> **GIVEN PROBLEM A**: In the Earth Day theme statement below, quote the passage that begins with the words containing "The Earth Day" and ends with "never been stronger.", copying it word for word.
> **GIVEN PROBLEM B**: Translate this sentence from the Earth Day theme statement below into Spanish: "Resilient sustainable communities offer integrated solutions to many of these challenges when they are based on long-range perspectives, reflect their local circumstances, and speak to the needs of current and future residents."

> **DOCUMENT SEGMENT**:
═══

The Earth Day theme this year as set by the UU Ministry for Earth is “Working Towards
Sustainable Communities”:
“The need for sustainable communities – ones that are economically,
environmentally, and socially healthy and resilient – has never been stronger.
The current and future impacts of our changing climate and extreme weather
events affect the lives of families and communities across the country; our
out-of-control materialistic consumer culture challenges Earth’s finite
resources and contributes to environmental degradation; many in our increasingly diverse society
endure an unequal burden of economic and environmental injustices; and social
isolation and loss of meaning in life continue to be an all-too-familiar fact
of life for many. Resilient sustainable communities offer
integrated solutions to many of these challenges when they are based on
long-range perspectives, reflect their local circumstances, and speak to the
needs of current and future residents. The Unitarian Universalist Ministry for
Earth (UUMFE) is focusing this year’s Earth Day resources on Sustainable
Communities because we believe such communities, with their focus on realizing
and sustaining a just and equitable world, embody our mission and reflect key
Unitarian Universalist principles. For Earth Day 2013, the Unitarian Universalist Ministry for Earth
(UUMFE) is asking congregations to connect to issues related to realizing
sustainability and to commit to actions that will help build a sustainable and
just world, one congregation and one community at a time.” (http://uuministryforearth.org/2013-ED-Main-Page).

═══

> **DATA LISTING**:
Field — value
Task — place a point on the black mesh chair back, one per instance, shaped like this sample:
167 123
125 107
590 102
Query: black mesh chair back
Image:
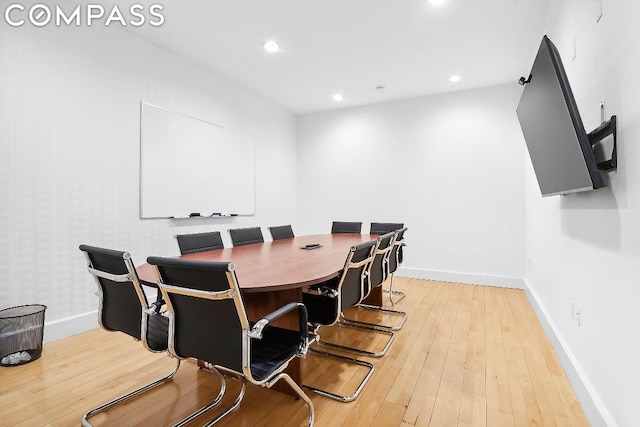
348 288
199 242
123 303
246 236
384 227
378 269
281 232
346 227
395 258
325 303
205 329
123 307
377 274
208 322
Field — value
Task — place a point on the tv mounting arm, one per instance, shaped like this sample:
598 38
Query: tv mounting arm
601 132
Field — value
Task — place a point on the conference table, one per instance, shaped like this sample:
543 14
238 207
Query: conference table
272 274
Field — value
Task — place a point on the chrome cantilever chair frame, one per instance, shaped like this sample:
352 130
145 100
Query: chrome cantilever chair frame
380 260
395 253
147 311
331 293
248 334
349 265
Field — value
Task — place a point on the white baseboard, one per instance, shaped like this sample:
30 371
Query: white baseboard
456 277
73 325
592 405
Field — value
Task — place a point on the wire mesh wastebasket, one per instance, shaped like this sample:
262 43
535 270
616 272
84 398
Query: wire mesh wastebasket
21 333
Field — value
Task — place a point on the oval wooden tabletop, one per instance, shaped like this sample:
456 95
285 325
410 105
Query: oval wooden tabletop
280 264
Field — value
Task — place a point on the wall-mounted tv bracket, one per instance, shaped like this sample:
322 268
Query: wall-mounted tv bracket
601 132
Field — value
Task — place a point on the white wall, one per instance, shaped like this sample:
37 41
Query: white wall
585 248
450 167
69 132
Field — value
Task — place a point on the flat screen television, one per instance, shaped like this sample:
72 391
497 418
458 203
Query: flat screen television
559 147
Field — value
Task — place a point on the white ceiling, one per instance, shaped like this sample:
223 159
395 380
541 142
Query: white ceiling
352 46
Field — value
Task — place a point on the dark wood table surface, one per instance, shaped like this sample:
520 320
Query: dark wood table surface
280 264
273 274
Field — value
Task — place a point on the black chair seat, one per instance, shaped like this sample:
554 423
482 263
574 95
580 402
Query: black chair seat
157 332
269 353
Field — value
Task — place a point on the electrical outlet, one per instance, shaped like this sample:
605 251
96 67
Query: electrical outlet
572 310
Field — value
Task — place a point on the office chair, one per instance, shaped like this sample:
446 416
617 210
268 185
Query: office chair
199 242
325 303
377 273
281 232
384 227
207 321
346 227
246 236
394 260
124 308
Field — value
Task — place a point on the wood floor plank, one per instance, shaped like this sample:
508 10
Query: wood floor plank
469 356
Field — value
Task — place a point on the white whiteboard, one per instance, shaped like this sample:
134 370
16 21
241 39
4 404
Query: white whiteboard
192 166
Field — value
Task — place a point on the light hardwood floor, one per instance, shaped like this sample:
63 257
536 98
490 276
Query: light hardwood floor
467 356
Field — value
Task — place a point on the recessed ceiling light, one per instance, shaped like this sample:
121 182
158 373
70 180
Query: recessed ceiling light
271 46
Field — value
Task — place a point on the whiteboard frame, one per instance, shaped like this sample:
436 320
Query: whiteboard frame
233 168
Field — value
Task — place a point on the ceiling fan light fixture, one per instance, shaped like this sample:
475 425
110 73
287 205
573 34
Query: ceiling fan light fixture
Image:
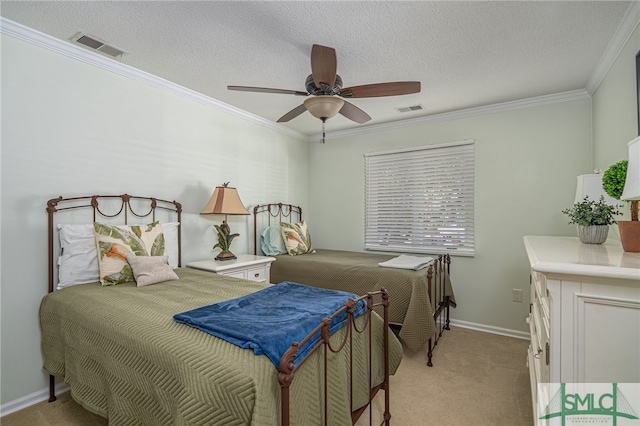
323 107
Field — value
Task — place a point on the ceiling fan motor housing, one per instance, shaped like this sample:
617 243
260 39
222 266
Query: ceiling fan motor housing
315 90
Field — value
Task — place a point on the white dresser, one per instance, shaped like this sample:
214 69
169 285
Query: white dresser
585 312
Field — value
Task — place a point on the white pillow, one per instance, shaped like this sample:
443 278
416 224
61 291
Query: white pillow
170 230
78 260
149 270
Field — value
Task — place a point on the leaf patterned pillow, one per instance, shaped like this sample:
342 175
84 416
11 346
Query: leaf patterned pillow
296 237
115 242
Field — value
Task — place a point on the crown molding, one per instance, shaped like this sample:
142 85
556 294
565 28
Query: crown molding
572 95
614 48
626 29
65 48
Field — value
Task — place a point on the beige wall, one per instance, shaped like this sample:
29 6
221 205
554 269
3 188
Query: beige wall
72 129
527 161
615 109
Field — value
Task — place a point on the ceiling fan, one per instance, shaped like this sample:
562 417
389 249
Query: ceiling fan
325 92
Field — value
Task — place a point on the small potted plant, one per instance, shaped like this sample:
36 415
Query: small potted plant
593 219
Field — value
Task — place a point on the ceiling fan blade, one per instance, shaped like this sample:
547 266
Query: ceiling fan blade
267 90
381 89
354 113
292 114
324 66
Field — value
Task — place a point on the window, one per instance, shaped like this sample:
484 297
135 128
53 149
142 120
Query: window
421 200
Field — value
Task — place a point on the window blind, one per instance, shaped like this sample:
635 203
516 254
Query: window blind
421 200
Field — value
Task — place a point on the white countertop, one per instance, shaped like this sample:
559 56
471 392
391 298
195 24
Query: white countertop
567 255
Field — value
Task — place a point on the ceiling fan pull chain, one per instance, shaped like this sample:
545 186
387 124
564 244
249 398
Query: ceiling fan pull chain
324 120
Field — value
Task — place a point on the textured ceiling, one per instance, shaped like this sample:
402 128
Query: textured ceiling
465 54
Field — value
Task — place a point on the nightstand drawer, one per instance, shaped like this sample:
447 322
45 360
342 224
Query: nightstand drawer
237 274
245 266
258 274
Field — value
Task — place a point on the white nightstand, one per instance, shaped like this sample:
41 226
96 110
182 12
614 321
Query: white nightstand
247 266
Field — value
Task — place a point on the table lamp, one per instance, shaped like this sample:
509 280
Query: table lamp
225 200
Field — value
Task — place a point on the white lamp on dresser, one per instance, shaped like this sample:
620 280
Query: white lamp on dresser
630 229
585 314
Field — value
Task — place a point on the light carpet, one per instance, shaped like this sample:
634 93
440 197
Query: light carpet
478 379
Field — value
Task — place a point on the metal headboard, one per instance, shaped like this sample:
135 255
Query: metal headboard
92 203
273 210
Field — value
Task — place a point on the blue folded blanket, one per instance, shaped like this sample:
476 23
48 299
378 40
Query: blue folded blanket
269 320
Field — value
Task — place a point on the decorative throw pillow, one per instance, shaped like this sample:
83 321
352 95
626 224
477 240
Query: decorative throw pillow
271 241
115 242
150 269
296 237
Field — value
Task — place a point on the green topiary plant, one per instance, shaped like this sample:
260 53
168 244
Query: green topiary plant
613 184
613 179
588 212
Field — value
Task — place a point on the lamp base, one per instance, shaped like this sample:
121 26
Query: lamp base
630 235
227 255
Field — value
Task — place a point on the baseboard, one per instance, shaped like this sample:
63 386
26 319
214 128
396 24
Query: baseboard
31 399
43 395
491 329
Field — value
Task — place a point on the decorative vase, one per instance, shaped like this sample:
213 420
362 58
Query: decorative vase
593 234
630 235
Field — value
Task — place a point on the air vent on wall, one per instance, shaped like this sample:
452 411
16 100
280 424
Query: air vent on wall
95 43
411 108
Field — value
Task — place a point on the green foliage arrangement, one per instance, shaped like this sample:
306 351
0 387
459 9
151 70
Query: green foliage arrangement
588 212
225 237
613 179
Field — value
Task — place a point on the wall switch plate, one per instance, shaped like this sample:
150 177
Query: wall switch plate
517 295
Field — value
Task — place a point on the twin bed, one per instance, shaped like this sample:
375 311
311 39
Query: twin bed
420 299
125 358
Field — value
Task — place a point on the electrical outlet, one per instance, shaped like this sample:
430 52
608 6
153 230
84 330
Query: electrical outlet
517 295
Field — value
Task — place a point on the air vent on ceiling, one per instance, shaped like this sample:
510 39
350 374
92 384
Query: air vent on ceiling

═══

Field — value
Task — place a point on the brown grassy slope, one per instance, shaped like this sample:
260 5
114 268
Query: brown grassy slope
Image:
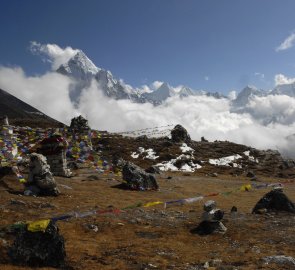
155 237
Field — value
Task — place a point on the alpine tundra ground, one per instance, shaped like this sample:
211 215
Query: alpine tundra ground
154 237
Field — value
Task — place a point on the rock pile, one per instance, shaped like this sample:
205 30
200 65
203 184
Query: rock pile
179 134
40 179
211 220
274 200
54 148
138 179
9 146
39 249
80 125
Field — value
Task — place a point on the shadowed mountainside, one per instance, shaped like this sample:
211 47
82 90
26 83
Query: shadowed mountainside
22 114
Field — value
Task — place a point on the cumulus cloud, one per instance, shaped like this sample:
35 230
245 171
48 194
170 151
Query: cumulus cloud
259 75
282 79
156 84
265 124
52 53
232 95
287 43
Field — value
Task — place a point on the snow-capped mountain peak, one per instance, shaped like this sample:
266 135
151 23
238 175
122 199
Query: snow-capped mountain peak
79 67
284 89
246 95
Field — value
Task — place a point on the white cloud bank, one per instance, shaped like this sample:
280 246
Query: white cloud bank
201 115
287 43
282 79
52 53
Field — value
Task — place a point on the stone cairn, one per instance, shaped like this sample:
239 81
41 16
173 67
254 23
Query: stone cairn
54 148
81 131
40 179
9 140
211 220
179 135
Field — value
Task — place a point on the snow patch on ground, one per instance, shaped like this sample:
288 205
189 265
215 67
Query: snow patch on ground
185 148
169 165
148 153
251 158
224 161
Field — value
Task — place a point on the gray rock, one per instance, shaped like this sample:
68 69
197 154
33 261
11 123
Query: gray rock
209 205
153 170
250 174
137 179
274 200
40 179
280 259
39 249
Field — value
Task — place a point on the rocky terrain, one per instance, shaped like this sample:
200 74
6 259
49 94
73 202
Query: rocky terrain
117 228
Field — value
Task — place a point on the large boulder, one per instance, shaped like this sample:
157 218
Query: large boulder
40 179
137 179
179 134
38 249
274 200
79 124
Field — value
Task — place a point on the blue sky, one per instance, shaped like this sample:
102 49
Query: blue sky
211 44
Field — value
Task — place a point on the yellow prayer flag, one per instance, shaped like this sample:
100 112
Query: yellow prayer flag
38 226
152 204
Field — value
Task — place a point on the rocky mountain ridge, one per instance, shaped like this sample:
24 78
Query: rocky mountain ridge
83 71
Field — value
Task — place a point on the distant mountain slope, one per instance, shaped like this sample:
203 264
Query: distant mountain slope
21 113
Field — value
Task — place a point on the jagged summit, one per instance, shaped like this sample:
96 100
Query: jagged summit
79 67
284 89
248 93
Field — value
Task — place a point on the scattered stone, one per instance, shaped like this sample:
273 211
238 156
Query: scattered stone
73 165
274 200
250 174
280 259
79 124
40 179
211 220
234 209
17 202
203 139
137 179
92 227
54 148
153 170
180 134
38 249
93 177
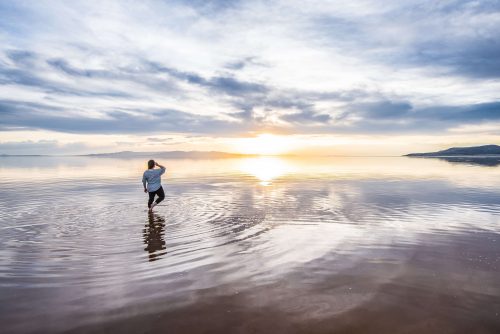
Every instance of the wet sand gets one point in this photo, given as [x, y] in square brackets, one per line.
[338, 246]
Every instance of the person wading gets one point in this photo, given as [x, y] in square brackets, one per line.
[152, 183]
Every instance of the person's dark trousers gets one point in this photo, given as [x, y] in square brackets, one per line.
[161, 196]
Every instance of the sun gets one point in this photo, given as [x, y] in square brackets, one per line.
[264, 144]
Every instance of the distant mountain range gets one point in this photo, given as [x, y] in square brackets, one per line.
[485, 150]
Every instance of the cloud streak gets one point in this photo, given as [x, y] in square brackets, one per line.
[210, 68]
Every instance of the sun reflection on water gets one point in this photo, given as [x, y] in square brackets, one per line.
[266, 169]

═══

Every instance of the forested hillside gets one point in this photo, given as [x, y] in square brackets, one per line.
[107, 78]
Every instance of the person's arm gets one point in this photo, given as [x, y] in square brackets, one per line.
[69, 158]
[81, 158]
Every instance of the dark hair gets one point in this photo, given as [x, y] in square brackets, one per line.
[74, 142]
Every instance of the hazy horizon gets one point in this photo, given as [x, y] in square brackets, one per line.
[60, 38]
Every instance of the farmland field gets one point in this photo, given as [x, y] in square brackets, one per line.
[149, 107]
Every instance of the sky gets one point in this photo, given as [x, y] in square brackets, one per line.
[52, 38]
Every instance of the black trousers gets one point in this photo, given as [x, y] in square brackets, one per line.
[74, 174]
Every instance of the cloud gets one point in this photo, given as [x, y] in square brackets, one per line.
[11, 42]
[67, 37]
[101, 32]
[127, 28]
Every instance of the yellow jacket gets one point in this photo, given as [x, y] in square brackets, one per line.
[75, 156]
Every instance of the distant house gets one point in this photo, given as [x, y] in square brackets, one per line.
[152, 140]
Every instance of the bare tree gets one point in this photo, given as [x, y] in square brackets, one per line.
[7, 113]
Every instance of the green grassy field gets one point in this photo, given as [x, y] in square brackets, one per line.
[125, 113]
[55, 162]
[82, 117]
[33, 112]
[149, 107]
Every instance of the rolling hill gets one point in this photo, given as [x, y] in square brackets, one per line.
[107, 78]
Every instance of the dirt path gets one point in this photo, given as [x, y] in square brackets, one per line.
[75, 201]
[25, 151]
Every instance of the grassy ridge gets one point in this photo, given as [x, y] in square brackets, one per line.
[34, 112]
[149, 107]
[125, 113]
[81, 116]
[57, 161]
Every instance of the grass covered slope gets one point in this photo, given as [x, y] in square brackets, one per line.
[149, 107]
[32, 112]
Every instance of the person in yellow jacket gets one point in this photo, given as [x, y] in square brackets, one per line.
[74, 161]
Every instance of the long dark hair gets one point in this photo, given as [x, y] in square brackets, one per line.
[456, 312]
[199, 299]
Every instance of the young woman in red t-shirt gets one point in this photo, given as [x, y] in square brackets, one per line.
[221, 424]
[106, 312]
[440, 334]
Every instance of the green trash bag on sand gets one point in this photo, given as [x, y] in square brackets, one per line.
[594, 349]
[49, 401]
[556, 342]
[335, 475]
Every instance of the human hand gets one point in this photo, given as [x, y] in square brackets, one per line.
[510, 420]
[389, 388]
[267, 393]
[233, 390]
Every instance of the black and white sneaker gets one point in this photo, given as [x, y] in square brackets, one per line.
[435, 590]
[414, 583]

═══

> **TASK ANSWER A**:
The Earth Day theme this year as set by the UU Ministry for Earth is “Working Towards
Sustainable Communities”:
“The need for sustainable communities – ones that are economically,
environmentally, and socially healthy and resilient – has never been stronger.

> **TASK ANSWER B**: Las comunidades sostenibles y resilientes ofrecen soluciones integradas a muchos de estos desafíos cuando se basan en perspectivas a largo plazo, reflejan sus circunstancias locales y responden a las necesidades de los residentes actuales y futuros.